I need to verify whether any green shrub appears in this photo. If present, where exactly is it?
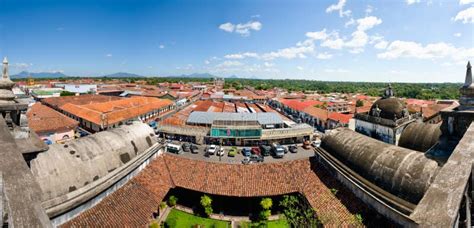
[160,202,167,210]
[259,210,272,221]
[165,218,178,228]
[168,196,178,207]
[150,221,160,228]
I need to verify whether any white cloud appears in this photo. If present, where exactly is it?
[219,22,235,32]
[263,62,275,67]
[357,16,382,31]
[261,40,314,60]
[216,61,243,67]
[459,0,474,5]
[326,0,351,17]
[344,30,369,48]
[10,63,33,69]
[377,40,474,63]
[365,5,374,14]
[454,6,474,24]
[306,29,328,40]
[316,52,332,59]
[324,68,349,73]
[219,21,262,36]
[405,0,420,5]
[321,38,344,50]
[344,18,355,28]
[224,52,258,59]
[314,16,383,54]
[374,40,388,49]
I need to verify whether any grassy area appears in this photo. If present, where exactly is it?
[166,209,230,228]
[241,219,290,228]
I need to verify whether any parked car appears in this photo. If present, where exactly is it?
[250,154,263,162]
[166,143,182,154]
[272,143,285,158]
[242,147,252,157]
[251,147,262,156]
[303,141,311,150]
[288,145,298,153]
[311,139,321,147]
[242,157,252,165]
[260,145,272,156]
[207,145,217,155]
[181,143,191,152]
[217,147,225,157]
[190,144,199,154]
[227,146,237,157]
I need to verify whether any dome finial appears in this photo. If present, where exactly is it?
[463,61,472,88]
[383,83,393,98]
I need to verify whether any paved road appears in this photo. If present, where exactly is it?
[163,141,314,164]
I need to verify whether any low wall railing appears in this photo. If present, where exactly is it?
[42,143,163,226]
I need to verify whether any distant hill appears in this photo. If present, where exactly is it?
[166,73,217,78]
[11,71,69,78]
[102,72,144,78]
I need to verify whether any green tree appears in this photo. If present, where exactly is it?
[168,196,178,207]
[280,195,320,227]
[200,195,213,217]
[59,91,76,97]
[160,202,166,210]
[260,198,273,220]
[165,218,178,228]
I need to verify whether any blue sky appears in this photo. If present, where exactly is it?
[0,0,474,82]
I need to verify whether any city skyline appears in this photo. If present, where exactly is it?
[0,0,474,82]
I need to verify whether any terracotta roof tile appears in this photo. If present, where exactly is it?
[26,103,79,134]
[63,154,369,227]
[61,96,173,125]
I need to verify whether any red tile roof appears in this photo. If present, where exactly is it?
[26,103,79,134]
[279,99,323,111]
[61,96,173,125]
[329,112,354,124]
[41,94,124,109]
[63,154,368,227]
[302,106,329,121]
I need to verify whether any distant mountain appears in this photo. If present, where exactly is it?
[11,71,69,78]
[166,73,217,78]
[102,72,144,78]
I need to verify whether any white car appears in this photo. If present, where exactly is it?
[217,147,225,157]
[207,145,217,155]
[311,139,321,147]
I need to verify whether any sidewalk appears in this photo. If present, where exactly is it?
[174,205,280,224]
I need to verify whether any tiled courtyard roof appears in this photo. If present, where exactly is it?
[26,103,79,134]
[61,96,173,125]
[63,154,366,227]
[62,157,172,227]
[41,94,123,109]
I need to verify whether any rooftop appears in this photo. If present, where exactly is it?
[26,103,79,134]
[63,154,367,227]
[41,94,124,109]
[61,97,173,125]
[186,111,283,125]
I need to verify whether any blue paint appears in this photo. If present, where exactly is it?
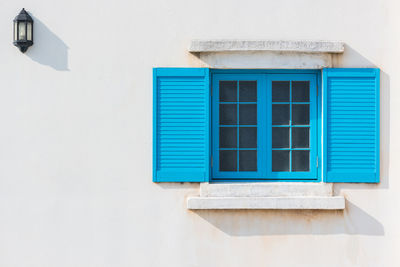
[212,70,321,182]
[323,69,380,183]
[153,68,210,182]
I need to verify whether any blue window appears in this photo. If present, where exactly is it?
[153,68,380,183]
[211,72,318,181]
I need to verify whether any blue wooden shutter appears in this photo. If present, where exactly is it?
[153,68,210,182]
[323,69,379,183]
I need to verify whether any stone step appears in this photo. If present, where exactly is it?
[200,182,332,197]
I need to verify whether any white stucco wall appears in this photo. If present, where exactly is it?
[0,0,400,267]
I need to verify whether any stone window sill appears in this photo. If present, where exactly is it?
[187,183,345,210]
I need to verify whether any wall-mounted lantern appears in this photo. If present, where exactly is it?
[14,8,33,53]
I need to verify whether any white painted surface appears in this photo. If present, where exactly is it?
[0,0,400,267]
[188,39,344,53]
[187,196,345,210]
[200,182,332,197]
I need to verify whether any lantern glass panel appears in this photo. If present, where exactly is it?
[18,22,26,41]
[26,22,32,41]
[14,21,18,41]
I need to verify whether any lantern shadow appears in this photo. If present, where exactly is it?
[25,15,69,71]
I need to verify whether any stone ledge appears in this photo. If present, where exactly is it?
[189,40,344,53]
[187,196,345,210]
[200,182,332,197]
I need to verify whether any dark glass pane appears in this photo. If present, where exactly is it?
[272,81,290,102]
[272,104,290,125]
[239,150,257,172]
[292,81,310,102]
[292,104,310,125]
[219,81,237,102]
[239,127,257,148]
[239,104,257,125]
[239,81,257,102]
[272,127,290,148]
[219,150,237,172]
[219,127,237,148]
[272,150,290,172]
[292,127,310,148]
[292,150,310,172]
[219,104,237,125]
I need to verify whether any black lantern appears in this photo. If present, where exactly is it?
[14,8,33,53]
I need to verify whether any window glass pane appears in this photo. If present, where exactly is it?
[219,150,237,171]
[272,81,290,102]
[292,104,310,125]
[239,150,257,171]
[272,127,290,148]
[292,81,310,102]
[272,150,290,172]
[239,81,257,102]
[219,127,237,148]
[239,127,257,148]
[272,104,290,125]
[239,104,257,125]
[219,81,237,102]
[292,127,310,148]
[292,150,310,172]
[219,104,237,125]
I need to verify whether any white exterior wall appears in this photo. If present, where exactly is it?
[0,0,400,267]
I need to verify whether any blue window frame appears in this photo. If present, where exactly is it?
[153,68,380,183]
[211,71,320,181]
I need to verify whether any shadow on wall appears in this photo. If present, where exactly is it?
[26,15,69,71]
[194,200,385,236]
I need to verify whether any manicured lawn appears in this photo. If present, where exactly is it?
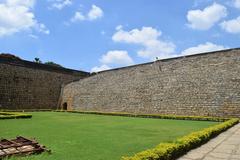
[0,112,217,160]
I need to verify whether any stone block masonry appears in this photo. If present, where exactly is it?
[0,57,89,110]
[61,49,240,117]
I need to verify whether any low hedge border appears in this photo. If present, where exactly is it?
[56,110,229,122]
[122,118,239,160]
[0,112,32,119]
[56,110,239,160]
[0,109,53,112]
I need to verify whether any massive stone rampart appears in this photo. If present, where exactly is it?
[0,57,89,110]
[61,49,240,117]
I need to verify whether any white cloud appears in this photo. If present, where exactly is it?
[112,27,175,60]
[116,25,123,31]
[5,0,35,8]
[187,3,227,30]
[0,0,49,37]
[220,16,240,33]
[70,5,104,22]
[88,5,103,20]
[91,64,111,72]
[234,0,240,9]
[181,42,227,55]
[71,11,86,22]
[100,50,133,65]
[51,0,72,10]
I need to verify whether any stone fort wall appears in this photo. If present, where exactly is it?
[61,49,240,117]
[0,57,89,110]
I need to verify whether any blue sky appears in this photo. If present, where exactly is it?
[0,0,240,71]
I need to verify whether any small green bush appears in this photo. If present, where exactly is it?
[56,110,228,122]
[122,118,239,160]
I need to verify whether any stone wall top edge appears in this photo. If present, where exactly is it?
[91,48,240,75]
[0,57,90,76]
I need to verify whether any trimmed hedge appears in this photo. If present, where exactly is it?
[122,118,239,160]
[56,110,229,122]
[56,110,239,160]
[0,112,32,119]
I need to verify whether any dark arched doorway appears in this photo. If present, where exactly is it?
[62,102,67,110]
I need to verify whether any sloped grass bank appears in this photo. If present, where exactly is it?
[0,112,220,160]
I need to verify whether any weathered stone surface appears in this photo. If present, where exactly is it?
[0,58,88,109]
[62,49,240,117]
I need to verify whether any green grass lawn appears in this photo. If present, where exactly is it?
[0,112,217,160]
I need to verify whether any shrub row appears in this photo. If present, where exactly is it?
[0,112,32,119]
[122,118,239,160]
[56,110,228,122]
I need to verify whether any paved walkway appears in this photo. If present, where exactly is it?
[178,123,240,160]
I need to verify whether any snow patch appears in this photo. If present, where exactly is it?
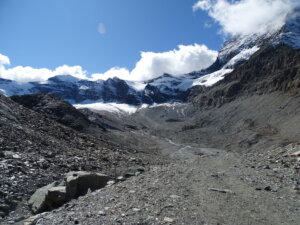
[74,102,139,114]
[223,46,259,69]
[193,68,233,86]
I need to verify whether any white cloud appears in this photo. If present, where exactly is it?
[0,54,10,66]
[92,44,217,81]
[0,54,87,82]
[193,0,300,35]
[98,23,106,35]
[130,44,217,80]
[91,67,130,80]
[0,44,217,82]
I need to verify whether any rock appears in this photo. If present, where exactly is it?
[22,213,47,225]
[66,171,110,200]
[0,204,10,212]
[107,180,116,186]
[132,208,141,212]
[137,167,146,173]
[28,182,58,214]
[264,186,272,191]
[208,188,233,194]
[47,186,67,208]
[263,165,270,170]
[98,210,106,216]
[117,176,126,181]
[124,173,135,179]
[291,150,300,158]
[164,217,174,223]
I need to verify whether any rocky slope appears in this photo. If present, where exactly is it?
[0,95,169,222]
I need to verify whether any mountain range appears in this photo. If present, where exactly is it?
[0,13,300,105]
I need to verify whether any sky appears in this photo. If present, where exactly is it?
[0,0,299,81]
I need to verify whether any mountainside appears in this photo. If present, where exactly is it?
[0,94,166,221]
[0,13,300,225]
[0,16,300,105]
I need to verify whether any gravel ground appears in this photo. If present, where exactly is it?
[22,147,300,225]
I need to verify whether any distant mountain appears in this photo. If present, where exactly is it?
[0,13,300,105]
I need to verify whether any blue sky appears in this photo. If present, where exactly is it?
[0,0,223,73]
[0,0,300,82]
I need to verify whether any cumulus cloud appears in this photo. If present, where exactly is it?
[98,23,106,34]
[0,44,217,82]
[91,67,130,80]
[0,54,87,82]
[193,0,300,35]
[92,44,217,81]
[130,44,217,80]
[0,54,10,66]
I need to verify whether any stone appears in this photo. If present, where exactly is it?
[98,210,106,216]
[209,188,233,194]
[47,186,67,208]
[22,213,47,225]
[264,186,272,191]
[66,171,110,200]
[164,217,174,223]
[0,204,10,212]
[124,173,135,178]
[28,182,57,214]
[117,176,126,181]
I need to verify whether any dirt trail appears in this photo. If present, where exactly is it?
[31,142,300,225]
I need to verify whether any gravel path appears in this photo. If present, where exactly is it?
[27,149,300,225]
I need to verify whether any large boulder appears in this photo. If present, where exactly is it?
[28,182,62,213]
[66,171,110,200]
[29,171,110,214]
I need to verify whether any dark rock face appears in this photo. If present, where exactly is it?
[190,45,300,109]
[11,94,91,130]
[66,171,110,200]
[28,171,110,214]
[0,95,148,216]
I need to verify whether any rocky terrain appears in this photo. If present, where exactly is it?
[0,95,163,223]
[0,13,300,225]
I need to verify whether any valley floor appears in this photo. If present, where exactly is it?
[22,143,300,225]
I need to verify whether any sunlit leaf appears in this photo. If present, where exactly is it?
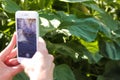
[54,64,75,80]
[2,0,20,13]
[60,0,93,3]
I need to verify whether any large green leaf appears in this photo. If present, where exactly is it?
::::
*Task instructions*: Reproduce the lines of the material between the line holding "I need to verify whether any stone block" and the line holding "[51,0,72,10]", inclusive, changing "white cloud" to "gray cloud" and keeping everything else the same.

*Output of the exercise*:
I need to verify whether any stone block masonry appears in this photo. If present, where exactly is it?
[0,57,89,110]
[61,49,240,117]
I need to verify whether any low hedge border appears in this photo. If present, where exactly is it?
[56,110,229,122]
[122,118,239,160]
[0,112,32,119]
[56,110,239,160]
[0,109,53,112]
I need to verify whether any massive stone rampart appears in this photo. If present, where exactly is it?
[0,57,89,110]
[61,49,240,117]
I need to verify whether any gray cloud appears in this photo. If present, where exactly is it?
[112,27,175,60]
[116,25,123,31]
[5,0,35,8]
[187,3,227,30]
[0,0,49,37]
[220,16,240,33]
[70,5,104,22]
[88,5,103,20]
[91,64,111,72]
[234,0,240,9]
[181,42,227,55]
[71,11,86,22]
[100,50,133,65]
[51,0,72,10]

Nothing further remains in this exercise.